▸ RECORDS SUPPLIED:

_ _ _ _

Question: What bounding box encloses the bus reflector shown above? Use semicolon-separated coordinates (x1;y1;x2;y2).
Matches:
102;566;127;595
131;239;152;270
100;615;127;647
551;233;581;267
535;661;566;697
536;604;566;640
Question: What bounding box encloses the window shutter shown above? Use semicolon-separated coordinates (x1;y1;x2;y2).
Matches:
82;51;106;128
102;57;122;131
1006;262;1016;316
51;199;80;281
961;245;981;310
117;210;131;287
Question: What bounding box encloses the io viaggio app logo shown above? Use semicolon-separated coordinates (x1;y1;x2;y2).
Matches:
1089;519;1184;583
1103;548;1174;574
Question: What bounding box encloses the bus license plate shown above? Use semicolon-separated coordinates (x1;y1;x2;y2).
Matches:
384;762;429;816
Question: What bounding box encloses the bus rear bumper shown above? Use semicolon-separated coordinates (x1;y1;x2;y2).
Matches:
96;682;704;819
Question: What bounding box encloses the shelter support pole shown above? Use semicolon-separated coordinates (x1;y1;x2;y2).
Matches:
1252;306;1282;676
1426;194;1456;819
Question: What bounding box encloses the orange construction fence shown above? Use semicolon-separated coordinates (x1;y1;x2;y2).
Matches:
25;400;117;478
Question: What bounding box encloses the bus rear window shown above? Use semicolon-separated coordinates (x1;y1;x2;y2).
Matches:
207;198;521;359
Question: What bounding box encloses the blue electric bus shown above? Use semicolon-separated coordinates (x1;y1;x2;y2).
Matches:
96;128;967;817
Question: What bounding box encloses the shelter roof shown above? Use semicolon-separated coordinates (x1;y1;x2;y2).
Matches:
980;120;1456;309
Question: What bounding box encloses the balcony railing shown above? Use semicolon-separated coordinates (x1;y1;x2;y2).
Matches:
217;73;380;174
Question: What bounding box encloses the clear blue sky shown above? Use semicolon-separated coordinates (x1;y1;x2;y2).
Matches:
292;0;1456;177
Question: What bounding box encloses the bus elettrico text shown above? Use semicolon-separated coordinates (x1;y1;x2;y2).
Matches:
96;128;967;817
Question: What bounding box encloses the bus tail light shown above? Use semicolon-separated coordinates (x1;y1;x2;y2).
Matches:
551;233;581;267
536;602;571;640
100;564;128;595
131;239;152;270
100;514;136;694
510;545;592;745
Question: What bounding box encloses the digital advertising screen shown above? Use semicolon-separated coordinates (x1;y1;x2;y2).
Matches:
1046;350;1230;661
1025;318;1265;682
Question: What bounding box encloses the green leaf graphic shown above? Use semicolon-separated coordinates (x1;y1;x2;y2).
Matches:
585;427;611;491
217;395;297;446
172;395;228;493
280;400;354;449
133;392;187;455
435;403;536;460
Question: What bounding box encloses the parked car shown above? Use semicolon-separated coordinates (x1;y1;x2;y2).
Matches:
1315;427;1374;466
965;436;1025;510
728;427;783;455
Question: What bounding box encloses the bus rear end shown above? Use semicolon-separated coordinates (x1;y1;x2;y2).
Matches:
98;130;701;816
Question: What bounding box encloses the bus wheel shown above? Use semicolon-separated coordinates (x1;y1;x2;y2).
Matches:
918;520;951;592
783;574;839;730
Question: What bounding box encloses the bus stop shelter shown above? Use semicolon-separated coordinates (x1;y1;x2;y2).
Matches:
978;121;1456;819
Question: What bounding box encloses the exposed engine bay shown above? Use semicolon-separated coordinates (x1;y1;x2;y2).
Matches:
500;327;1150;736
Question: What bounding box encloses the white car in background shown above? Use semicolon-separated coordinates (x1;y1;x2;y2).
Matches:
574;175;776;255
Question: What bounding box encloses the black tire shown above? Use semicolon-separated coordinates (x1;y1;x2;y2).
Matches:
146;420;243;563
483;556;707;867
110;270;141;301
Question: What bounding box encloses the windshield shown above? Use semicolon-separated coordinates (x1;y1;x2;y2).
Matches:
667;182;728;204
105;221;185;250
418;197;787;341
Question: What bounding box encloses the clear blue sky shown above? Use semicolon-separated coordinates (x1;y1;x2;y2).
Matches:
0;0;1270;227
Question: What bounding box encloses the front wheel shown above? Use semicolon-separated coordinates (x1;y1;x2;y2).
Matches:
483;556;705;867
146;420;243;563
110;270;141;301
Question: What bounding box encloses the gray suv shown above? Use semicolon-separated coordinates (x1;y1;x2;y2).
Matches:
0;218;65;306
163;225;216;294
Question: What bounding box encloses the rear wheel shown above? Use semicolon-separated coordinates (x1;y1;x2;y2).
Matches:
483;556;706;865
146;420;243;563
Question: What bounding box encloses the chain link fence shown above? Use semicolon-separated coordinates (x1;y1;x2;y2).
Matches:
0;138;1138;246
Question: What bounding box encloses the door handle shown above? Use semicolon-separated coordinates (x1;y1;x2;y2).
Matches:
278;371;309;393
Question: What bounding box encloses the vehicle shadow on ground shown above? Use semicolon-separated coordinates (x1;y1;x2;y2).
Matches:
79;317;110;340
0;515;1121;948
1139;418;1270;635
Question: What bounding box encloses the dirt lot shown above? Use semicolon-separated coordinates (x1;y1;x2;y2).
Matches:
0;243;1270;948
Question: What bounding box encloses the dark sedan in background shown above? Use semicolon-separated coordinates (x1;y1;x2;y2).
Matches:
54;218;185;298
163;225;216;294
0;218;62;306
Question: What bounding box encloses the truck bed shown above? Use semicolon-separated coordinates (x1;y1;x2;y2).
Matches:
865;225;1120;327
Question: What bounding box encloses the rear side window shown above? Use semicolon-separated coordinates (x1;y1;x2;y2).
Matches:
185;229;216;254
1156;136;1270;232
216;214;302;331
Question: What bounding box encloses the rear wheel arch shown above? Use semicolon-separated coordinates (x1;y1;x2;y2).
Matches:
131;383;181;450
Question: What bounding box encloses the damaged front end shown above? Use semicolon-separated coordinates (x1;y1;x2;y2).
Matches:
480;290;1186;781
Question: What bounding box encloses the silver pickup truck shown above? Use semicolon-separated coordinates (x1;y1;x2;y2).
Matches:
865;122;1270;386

_ _ _ _

▸ WHAT YOU ARE ASKED TO DO: Which lines of the records above contain the string "truck"? Pull out each of those lines in full.

▸ FULL ANSWER:
Question: What bounding box encloses the truck bed shown above? Use semicolon-separated coordinates (x1;y1;x2;y2).
Question: What bounding box encloses the silver pickup truck shown above? Use semicolon-separated coordinates (x1;y1;x2;y2).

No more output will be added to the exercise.